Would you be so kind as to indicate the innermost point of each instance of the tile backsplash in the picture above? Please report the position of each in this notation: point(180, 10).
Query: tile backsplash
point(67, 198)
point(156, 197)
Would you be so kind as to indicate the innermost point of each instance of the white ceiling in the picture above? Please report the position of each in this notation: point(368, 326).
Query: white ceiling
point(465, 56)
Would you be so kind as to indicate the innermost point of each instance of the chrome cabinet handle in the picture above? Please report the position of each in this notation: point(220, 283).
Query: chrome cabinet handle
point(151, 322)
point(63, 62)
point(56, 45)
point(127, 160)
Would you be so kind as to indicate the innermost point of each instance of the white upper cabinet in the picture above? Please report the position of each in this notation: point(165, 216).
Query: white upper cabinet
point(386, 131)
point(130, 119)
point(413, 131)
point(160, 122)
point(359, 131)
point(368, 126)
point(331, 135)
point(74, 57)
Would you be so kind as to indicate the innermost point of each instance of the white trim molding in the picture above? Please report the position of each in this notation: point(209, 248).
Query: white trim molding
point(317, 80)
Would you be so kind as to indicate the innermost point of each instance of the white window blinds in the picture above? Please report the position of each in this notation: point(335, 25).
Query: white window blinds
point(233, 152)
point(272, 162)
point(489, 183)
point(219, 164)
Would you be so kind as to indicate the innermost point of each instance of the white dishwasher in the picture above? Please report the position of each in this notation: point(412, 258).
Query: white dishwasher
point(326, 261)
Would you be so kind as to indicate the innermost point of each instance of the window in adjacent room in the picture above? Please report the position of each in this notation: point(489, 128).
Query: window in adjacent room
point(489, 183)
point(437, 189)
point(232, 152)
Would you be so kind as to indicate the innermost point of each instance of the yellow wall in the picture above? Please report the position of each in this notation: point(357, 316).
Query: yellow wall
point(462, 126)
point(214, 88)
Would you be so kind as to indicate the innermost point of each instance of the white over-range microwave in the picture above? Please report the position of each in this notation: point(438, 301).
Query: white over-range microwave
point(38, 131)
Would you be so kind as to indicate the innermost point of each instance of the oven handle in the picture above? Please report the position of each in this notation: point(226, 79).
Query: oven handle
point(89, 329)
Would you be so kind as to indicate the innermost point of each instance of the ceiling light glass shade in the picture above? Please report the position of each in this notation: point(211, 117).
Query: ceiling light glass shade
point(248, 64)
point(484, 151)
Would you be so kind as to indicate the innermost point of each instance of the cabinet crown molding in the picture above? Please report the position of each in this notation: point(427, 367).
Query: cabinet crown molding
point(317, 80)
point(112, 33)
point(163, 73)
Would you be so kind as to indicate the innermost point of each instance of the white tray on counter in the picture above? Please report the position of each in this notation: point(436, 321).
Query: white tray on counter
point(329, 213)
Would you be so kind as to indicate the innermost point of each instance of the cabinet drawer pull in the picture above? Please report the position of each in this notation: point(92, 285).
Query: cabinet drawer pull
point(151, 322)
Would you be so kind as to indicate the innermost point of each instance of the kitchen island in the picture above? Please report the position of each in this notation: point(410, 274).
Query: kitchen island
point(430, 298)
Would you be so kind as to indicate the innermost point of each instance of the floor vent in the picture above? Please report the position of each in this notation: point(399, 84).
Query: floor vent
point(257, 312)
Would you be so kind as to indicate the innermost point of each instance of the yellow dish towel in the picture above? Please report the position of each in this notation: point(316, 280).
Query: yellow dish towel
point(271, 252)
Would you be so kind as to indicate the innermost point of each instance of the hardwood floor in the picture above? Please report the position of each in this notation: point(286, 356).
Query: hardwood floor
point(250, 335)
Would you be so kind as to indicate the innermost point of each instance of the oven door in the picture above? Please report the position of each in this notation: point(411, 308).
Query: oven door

Given request. Transcribe the material above in its entirety. Match it exactly.

Result of the exercise.
Would you be so kind as to indicate the innermost point of each instance of the tile backsplash in the picture above? Please report the position of each in this notation: point(180, 10).
Query: tile backsplash
point(67, 198)
point(156, 197)
Would you be so kind as to indicate the innermost point of each instance of the white ceiling in the picture above? Please report the position of each in this notation: point(368, 326).
Query: white ceiling
point(465, 56)
Would you be so kind as to indicate the innermost point of each instance of the chrome cabinet handle in the picture above? Please report the position of each in this notation: point(220, 283).
Query: chrome cabinet handle
point(151, 322)
point(63, 62)
point(56, 45)
point(127, 160)
Would you be so kind as to indicate the innermost point of each instance of the white upper cabinet in the picture above? Please report the position of each in this notation: point(165, 216).
Query: white upper cabinet
point(386, 131)
point(130, 119)
point(413, 131)
point(160, 122)
point(359, 131)
point(368, 126)
point(331, 135)
point(74, 57)
Would you be so kind as to indicate the innermost point of each instance of the white trim molding in the picture above? Please report the position of each in this notation: point(209, 248).
Query: white trim molding
point(317, 80)
Would you be so kind as to indicate the innermost point of each instance of the white window blinds in the picture above? Please report the position of each in this notation: point(335, 25).
Query: white window blinds
point(233, 152)
point(272, 162)
point(489, 183)
point(219, 164)
Would you be so kind as to indicate the innermost point of each instance of the white dishwasher in the picture above? Please report the position of each in this notation: point(412, 258).
Query: white dishwasher
point(326, 261)
Would you be so kind as to indicate the innermost point of each instance of the window in adjacent room in the picture above? Please report the position of each in this notation: point(489, 128).
Query: window in adjacent room
point(489, 183)
point(437, 189)
point(232, 152)
Would you be so kind as to indicate the innermost point of each instance of the yellow wall in the picture above? Please report the position of each in this notation: point(357, 316).
Query: yellow wall
point(462, 126)
point(214, 88)
Would you be so kind as to indicate the innermost point of each instance of the white over-range microwave in the picture above? Please report the position of each in this notation: point(438, 301).
Query: white over-range microwave
point(38, 131)
Would you be so kind as to indicate the innermost point of each instance of the oven handle in the picture above? Please report the position of each in this notation: point(226, 79).
Query: oven handle
point(89, 329)
Would you be so kind as to indicate the innermost point of each instance of the ceiling light glass shade in the picture above? Please report the position of each in this notation: point(211, 117).
Query: ceiling light glass shade
point(248, 64)
point(484, 151)
Would you be so kind as to indicate the innermost point of each instance of the cabinet crown molding in the picture above? Please report the position of each in this notation: point(427, 367).
Query: cabinet crown molding
point(317, 80)
point(112, 33)
point(163, 73)
Would you be so kind as to indicate the innermost point of each instance of the white tray on counter in the picture above? Please report the position of each in this notation: point(436, 321).
Query: white tray on counter
point(329, 213)
Would you be so kind as to indicate the innermost point of each instance of the cabinet drawer pull in the picture above? Please report the position of each in this notation: point(92, 285).
Query: cabinet drawer pull
point(151, 322)
Would you be so kind as to indicate the innermost point of each instance of the kitchen island in the picture above? Please report the position of each in this notation: point(410, 274).
Query: kitchen island
point(430, 298)
Would you be so kind as to indicate the innermost point of each instance of the floor vent in the picture above? Please report the position of each in this notation: point(399, 84).
Query: floor vent
point(257, 312)
Would you be so kind as to indicate the innermost point of each instance of the yellow dish towel in the picture above? Please report the position of each in this notation: point(316, 280).
Query: yellow dish towel
point(271, 252)
Would you be so kind as to indicate the innermost point of each instance of the hardwood floor in the picture above? Please report the position of each in this notation: point(286, 356).
Query: hardwood floor
point(250, 335)
Would you be so kind as to indicate the innermost point of each instance of the oven door in the picture above? Please report the position of each in this notation: point(411, 308).
Query: oven door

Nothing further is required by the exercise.